Referring expression pointing data
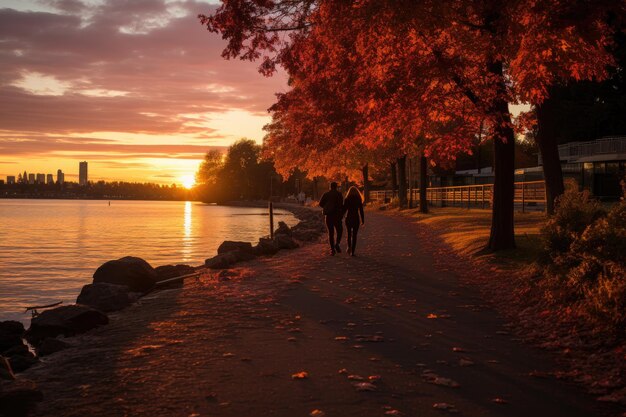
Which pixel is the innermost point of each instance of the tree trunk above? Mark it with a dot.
(411, 181)
(402, 186)
(552, 172)
(502, 215)
(315, 194)
(423, 184)
(366, 183)
(394, 180)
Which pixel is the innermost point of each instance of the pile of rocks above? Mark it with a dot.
(116, 285)
(231, 252)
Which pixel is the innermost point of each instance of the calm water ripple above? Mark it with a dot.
(49, 249)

> _WHAT THIS TASK INVOLVES_:
Every record must be copied exactly, with the pictures left out.

> _WRITTEN ANSWER_:
Which pixel is the innermost point of each instance of the tree trunk above? Mark it with a dot.
(411, 181)
(402, 186)
(552, 172)
(502, 215)
(315, 194)
(423, 184)
(366, 183)
(394, 180)
Which pixel is the innermost point of each instance of the pile of rocks above? Mark it with a dot.
(116, 285)
(231, 252)
Which pixel is the innermost point of each instance of the calm water ripple above? Mark it with a dot.
(49, 249)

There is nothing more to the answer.